#### Source information ####

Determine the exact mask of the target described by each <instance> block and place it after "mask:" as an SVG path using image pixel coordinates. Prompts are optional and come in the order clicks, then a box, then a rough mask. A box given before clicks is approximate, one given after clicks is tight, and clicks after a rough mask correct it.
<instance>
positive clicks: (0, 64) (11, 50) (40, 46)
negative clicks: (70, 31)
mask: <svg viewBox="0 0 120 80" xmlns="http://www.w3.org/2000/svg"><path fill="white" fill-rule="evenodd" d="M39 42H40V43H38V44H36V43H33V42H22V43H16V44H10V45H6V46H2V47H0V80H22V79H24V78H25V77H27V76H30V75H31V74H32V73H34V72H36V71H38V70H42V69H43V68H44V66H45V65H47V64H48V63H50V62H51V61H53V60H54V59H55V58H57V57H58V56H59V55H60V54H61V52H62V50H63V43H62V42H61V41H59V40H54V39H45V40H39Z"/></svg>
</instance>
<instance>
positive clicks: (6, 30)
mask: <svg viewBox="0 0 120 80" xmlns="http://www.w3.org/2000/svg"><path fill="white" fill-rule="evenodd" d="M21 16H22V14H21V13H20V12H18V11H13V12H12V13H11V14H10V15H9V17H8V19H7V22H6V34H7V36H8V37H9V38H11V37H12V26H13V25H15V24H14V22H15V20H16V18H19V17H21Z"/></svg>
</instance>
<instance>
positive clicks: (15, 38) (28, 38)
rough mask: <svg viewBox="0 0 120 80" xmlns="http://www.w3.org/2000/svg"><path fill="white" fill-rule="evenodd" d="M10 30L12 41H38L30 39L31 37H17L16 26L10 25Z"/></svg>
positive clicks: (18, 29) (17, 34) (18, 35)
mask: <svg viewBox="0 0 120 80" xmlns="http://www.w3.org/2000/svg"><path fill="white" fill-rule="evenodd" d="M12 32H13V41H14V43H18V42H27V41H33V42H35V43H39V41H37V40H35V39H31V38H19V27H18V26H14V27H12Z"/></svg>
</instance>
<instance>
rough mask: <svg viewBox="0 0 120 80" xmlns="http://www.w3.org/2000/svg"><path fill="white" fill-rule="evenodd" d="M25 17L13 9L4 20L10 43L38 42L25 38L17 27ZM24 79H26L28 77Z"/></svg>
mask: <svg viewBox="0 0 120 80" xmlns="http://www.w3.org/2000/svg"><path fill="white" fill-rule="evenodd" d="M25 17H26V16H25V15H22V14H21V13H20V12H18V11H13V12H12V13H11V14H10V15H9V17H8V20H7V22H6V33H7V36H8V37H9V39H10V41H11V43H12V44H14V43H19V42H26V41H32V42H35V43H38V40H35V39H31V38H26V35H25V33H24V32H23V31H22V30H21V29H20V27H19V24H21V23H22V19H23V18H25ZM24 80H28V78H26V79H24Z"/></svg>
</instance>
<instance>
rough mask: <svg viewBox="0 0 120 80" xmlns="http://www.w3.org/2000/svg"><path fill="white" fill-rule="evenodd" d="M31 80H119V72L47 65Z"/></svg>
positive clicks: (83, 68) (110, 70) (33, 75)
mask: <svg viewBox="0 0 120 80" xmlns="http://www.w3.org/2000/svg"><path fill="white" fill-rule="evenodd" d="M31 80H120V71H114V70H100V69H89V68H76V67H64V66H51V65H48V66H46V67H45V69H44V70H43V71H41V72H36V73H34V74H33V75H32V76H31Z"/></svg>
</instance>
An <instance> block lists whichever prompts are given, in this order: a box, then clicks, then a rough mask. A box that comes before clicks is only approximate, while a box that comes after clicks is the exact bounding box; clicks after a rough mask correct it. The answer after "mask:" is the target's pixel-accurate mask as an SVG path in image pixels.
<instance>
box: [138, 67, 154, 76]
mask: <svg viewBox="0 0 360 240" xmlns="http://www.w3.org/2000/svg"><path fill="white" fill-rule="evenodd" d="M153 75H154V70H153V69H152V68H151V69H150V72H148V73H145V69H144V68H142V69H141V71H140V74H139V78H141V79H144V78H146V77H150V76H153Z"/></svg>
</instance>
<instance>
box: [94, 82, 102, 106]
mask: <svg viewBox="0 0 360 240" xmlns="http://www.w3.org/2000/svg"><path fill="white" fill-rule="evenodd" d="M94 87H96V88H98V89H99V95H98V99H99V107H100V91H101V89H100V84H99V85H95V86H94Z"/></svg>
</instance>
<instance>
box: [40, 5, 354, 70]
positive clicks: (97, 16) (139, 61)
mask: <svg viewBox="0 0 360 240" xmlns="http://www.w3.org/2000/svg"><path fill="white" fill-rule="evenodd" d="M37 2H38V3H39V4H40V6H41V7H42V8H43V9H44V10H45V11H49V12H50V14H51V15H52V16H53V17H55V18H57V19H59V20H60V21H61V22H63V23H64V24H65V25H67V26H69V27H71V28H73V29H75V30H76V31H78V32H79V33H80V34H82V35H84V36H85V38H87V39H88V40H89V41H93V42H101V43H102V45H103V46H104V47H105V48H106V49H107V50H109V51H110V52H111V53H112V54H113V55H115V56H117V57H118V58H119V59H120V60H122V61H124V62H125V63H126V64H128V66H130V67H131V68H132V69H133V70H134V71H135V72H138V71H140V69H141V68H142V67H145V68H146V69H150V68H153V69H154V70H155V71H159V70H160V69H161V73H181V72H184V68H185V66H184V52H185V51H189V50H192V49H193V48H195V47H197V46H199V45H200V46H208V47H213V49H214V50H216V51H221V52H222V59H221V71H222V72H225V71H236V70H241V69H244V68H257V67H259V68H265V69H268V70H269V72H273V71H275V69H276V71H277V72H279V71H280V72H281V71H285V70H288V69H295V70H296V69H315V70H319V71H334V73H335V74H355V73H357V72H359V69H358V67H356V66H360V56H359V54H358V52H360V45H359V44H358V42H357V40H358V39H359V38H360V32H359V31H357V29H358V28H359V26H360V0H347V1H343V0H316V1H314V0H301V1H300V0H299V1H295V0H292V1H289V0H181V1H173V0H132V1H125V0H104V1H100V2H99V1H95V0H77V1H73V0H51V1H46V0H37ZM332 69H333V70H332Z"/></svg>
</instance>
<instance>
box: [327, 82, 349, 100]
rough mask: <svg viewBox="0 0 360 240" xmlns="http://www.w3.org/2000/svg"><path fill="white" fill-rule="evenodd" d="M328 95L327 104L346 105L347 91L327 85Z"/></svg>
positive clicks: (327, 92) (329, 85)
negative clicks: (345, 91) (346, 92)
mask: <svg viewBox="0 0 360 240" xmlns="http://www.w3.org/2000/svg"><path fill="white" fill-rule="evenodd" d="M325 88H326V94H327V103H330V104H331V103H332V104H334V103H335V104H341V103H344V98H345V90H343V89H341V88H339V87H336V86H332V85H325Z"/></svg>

####

*What is needed:* Give back all the records above exactly. Keep every word.

*Task response:*
Determine the exact mask of the target described by each <instance> block and place it after "mask:" as an SVG path using image pixel coordinates. Prompts are optional and come in the order clicks, then a box, then a rough mask. A box given before clicks is approximate, one given after clicks is tight, and clicks after a rough mask correct it.
<instance>
positive clicks: (0, 64) (11, 50) (40, 46)
negative clicks: (70, 31)
mask: <svg viewBox="0 0 120 80" xmlns="http://www.w3.org/2000/svg"><path fill="white" fill-rule="evenodd" d="M39 42H40V43H38V44H36V43H33V42H22V43H16V44H10V45H6V46H2V47H0V80H22V79H24V78H25V77H27V76H30V75H31V74H32V73H34V72H36V71H38V70H42V69H43V68H44V66H45V65H47V64H48V63H50V62H51V61H53V60H54V59H55V58H57V57H58V56H59V55H60V54H61V52H62V50H63V43H62V42H61V41H59V40H54V39H45V40H39Z"/></svg>
</instance>
<instance>
positive clicks: (6, 30)
mask: <svg viewBox="0 0 120 80" xmlns="http://www.w3.org/2000/svg"><path fill="white" fill-rule="evenodd" d="M21 16H22V14H21V13H20V12H18V11H13V12H12V13H11V14H10V15H9V17H8V19H7V22H6V34H7V36H8V37H9V38H11V37H12V26H13V25H15V24H14V22H15V20H16V18H19V17H21Z"/></svg>
</instance>
<instance>
positive clicks: (15, 38) (28, 38)
rough mask: <svg viewBox="0 0 120 80" xmlns="http://www.w3.org/2000/svg"><path fill="white" fill-rule="evenodd" d="M10 30L12 41H38L30 39L31 37H17L16 26L10 25Z"/></svg>
positive clicks: (18, 29) (17, 34) (18, 35)
mask: <svg viewBox="0 0 120 80" xmlns="http://www.w3.org/2000/svg"><path fill="white" fill-rule="evenodd" d="M12 32H13V41H14V43H18V42H27V41H33V42H35V43H39V41H37V40H35V39H31V38H19V27H18V26H14V27H12Z"/></svg>
</instance>
<instance>
rough mask: <svg viewBox="0 0 120 80" xmlns="http://www.w3.org/2000/svg"><path fill="white" fill-rule="evenodd" d="M25 17L13 9L4 20L10 43L38 42L25 38L17 27ZM24 79H26L28 77Z"/></svg>
mask: <svg viewBox="0 0 120 80" xmlns="http://www.w3.org/2000/svg"><path fill="white" fill-rule="evenodd" d="M25 17H26V16H25V15H22V14H21V13H20V12H18V11H13V12H12V13H11V14H10V15H9V17H8V20H7V22H6V33H7V36H8V37H9V39H10V41H11V43H12V44H14V43H19V42H26V41H32V42H35V43H38V40H35V39H31V38H26V35H25V33H24V32H23V31H22V30H21V29H20V27H19V24H21V23H22V19H23V18H25ZM24 80H28V78H26V79H24Z"/></svg>
</instance>
<instance>
rough mask: <svg viewBox="0 0 120 80" xmlns="http://www.w3.org/2000/svg"><path fill="white" fill-rule="evenodd" d="M31 80H119V72L47 65Z"/></svg>
positive clicks: (83, 68) (110, 70) (33, 75)
mask: <svg viewBox="0 0 120 80" xmlns="http://www.w3.org/2000/svg"><path fill="white" fill-rule="evenodd" d="M31 80H120V71H114V70H100V69H89V68H76V67H64V66H51V65H48V66H46V67H45V69H44V70H43V71H41V72H36V73H34V74H33V75H32V76H31Z"/></svg>
</instance>
An <instance> block lists whichever prompts are given, in this order: a box, then clicks, then a rough mask. A box that comes before clicks is only approximate, while a box that comes after clicks is the exact bounding box; clicks after a rough mask correct it. The answer after "mask:" is the target's pixel-accurate mask as an SVG path in image pixels.
<instance>
box: [138, 67, 154, 76]
mask: <svg viewBox="0 0 360 240" xmlns="http://www.w3.org/2000/svg"><path fill="white" fill-rule="evenodd" d="M153 75H154V70H153V69H152V68H151V69H150V72H148V73H145V69H144V68H142V69H141V71H140V74H139V78H141V79H144V78H146V77H150V76H153Z"/></svg>
</instance>
<instance>
box: [94, 82, 102, 106]
mask: <svg viewBox="0 0 360 240" xmlns="http://www.w3.org/2000/svg"><path fill="white" fill-rule="evenodd" d="M94 87H96V88H98V89H99V95H98V99H99V107H100V91H101V89H100V84H99V85H95V86H94Z"/></svg>
</instance>
<instance>
box: [40, 5, 354, 70]
positive clicks: (97, 16) (139, 61)
mask: <svg viewBox="0 0 360 240" xmlns="http://www.w3.org/2000/svg"><path fill="white" fill-rule="evenodd" d="M37 2H38V3H39V4H40V6H41V7H42V8H43V9H44V10H45V11H49V12H50V14H51V15H52V16H53V17H55V18H57V19H59V20H60V21H61V22H63V23H64V24H65V25H67V26H69V27H71V28H73V29H75V30H76V31H78V32H79V33H80V34H82V35H84V36H85V38H87V39H88V40H89V41H93V42H101V43H102V45H103V46H104V47H105V48H106V49H107V50H109V51H110V52H111V53H112V54H113V55H115V56H117V57H118V58H119V59H120V60H122V61H124V62H125V63H126V64H128V66H130V67H131V68H132V69H133V70H134V71H135V72H138V71H140V69H141V68H142V67H145V68H146V69H150V68H153V69H154V70H155V71H159V70H160V69H161V73H181V72H184V68H185V66H184V52H185V51H189V50H192V49H193V48H195V47H197V46H199V45H200V46H208V47H213V49H214V50H216V51H221V52H222V59H221V71H222V72H225V71H236V70H241V69H244V68H257V67H259V68H265V69H268V70H269V72H273V71H275V69H276V71H277V72H279V71H280V72H281V71H285V70H288V69H295V70H296V69H315V70H319V71H334V73H335V74H355V73H357V72H359V69H358V67H356V66H360V56H359V54H358V52H360V45H359V44H358V42H357V40H358V39H359V38H360V32H359V31H357V29H358V28H359V26H360V0H347V1H343V0H316V1H314V0H301V1H300V0H299V1H295V0H292V1H289V0H181V1H173V0H132V1H125V0H104V1H100V2H99V1H95V0H77V1H73V0H51V1H46V0H37ZM332 69H333V70H332Z"/></svg>
</instance>
<instance>
box: [327, 82, 349, 100]
rough mask: <svg viewBox="0 0 360 240" xmlns="http://www.w3.org/2000/svg"><path fill="white" fill-rule="evenodd" d="M328 95L327 104L346 105L347 91L327 85Z"/></svg>
positive clicks: (327, 92) (329, 85)
negative clicks: (345, 91) (346, 92)
mask: <svg viewBox="0 0 360 240" xmlns="http://www.w3.org/2000/svg"><path fill="white" fill-rule="evenodd" d="M325 88H326V94H327V103H330V104H331V103H332V104H334V103H335V104H341V103H344V98H345V90H343V89H341V88H339V87H336V86H332V85H325Z"/></svg>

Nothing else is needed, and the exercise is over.